# [Given passage]

* Start *

Swedish poet and novelist Verner von Heidenstam (6 July 1859 – 20 May 1940) won the Nobel Prize in Literature in 1916. He left school, where he was studying painting, because of a delicate constitution and traveled the world, producing not only a book of travel but also a volume of poems that evoked the orient. The next year, 1889, saw the first of his novels; his best known fiction work, though, was The Charles Men (1897-98), an historical cycle about Swedish King Charles XII. It was for this work in particular that Heidenstam was awarded the Nobel Prize.

Well, it’s time for another novelty here on The Arts on Stamps of the World: our first can-can dancer. Louise Weber (13 July 1866 – 30 January 1929) danced at the Moulin Rouge under the stage name of La Goulue (the glutton), because she used to toss off customers’ drinks while dancing around their tables. She attracted the attention of Toulouse-Lautrec, who painted her a number of times. Both of the stamps we have for La Goulue owe their existence to the painter. The one from the Kathiri State of Seiyun in South Arabia features Toulouse-Lautrec’s La Goulue arriving at the Moulin Rouge (1892). Weber frittered away her considerable earnings and declined into depression and alcoholism.

* End *

# [Extracted material]
* Start *

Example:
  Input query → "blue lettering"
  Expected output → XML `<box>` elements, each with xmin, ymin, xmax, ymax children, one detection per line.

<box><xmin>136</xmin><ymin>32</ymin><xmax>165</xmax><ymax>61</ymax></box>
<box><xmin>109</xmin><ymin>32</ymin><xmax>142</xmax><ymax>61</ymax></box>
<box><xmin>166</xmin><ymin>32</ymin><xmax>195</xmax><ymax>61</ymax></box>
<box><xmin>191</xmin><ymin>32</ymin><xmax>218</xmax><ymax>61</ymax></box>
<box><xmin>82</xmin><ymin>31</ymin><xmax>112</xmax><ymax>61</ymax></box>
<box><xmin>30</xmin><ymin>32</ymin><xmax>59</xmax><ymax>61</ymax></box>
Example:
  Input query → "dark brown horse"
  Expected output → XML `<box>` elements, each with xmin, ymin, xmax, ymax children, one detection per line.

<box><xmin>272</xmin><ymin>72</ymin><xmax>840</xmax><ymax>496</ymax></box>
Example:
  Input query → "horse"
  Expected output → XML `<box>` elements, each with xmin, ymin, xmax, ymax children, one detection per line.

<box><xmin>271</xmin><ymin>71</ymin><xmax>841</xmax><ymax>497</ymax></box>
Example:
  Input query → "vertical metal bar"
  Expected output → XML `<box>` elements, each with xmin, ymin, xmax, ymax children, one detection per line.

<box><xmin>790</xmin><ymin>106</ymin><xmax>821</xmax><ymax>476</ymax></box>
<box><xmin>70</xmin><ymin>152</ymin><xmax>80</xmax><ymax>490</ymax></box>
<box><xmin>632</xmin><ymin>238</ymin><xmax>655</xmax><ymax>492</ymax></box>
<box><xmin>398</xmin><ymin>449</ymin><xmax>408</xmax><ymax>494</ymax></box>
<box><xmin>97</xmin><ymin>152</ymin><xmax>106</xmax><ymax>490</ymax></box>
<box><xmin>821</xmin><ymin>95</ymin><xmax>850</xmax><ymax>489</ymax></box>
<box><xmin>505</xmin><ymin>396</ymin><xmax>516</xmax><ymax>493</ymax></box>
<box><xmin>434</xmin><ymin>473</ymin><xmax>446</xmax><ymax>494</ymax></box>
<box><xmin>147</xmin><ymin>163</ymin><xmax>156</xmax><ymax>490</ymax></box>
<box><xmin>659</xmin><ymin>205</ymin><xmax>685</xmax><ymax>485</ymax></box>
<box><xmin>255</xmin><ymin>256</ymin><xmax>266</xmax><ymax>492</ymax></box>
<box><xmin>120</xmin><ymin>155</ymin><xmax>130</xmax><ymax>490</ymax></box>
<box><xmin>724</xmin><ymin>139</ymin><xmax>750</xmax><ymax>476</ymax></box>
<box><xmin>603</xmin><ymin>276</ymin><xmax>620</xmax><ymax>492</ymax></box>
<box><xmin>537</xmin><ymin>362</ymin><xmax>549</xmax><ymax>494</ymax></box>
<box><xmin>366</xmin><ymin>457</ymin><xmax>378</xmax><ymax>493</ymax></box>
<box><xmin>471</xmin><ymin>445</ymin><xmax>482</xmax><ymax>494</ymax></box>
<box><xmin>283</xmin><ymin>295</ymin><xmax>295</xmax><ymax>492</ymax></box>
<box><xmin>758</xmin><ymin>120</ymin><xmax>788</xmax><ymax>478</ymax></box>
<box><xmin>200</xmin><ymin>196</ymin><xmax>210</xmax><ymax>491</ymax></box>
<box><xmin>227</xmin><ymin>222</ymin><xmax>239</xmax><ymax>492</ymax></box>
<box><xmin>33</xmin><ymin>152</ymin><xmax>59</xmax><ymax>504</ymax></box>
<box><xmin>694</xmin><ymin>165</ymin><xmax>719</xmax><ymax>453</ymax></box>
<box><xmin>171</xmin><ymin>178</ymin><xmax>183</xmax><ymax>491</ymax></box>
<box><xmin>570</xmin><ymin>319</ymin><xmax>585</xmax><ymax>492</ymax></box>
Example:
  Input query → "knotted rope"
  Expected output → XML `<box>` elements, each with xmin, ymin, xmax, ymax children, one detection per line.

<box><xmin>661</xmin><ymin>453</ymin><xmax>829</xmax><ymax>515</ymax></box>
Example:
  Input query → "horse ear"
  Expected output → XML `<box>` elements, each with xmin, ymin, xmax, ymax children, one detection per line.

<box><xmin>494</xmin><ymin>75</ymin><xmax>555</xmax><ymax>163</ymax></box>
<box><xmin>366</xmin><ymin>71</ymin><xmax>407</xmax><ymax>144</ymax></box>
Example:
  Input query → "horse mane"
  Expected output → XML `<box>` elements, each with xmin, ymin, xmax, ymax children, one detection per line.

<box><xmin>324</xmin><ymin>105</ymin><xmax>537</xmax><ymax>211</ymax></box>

* End *

# [Stated task 1]
Reproduce the given passage from "Well, it’s time" to "depression and alcoholism.".
# [Stated task 2]
For each statement, answer yes or no according to whether it agrees with the given passage, and quote the words of the passage that decide it.
(a) Heidenstam was studying literature when he left school.
(b) Louise Weber's stage name, La Goulue, means "the glutton."
(c) The stamp from the Kathiri State of Seiyun features a Toulouse-Lautrec painting of La Goulue arriving at the Moulin Rouge.

# [Complete response 1]
Well, it’s time for another novelty here on The Arts on Stamps of the World: our first can-can dancer. Louise Weber (13 July 1866 – 30 January 1929) danced at the Moulin Rouge under the stage name of La Goulue (the glutton), because she used to toss off customers’ drinks while dancing around their tables. She attracted the attention of Toulouse-Lautrec, who painted her a number of times. Both of the stamps we have for La Goulue owe their existence to the painter. The one from the Kathiri State of Seiyun in South Arabia features Toulouse-Lautrec’s La Goulue arriving at the Moulin Rouge (1892). Weber frittered away her considerable earnings and declined into depression and alcoholism.

# [Complete response 2]
(a) No: "He left school, where he was studying painting"
(b) Yes: "under the stage name of La Goulue (the glutton)"
(c) Yes: "The one from the Kathiri State of Seiyun in South Arabia features Toulouse-Lautrec’s La Goulue arriving at the Moulin Rouge (1892)."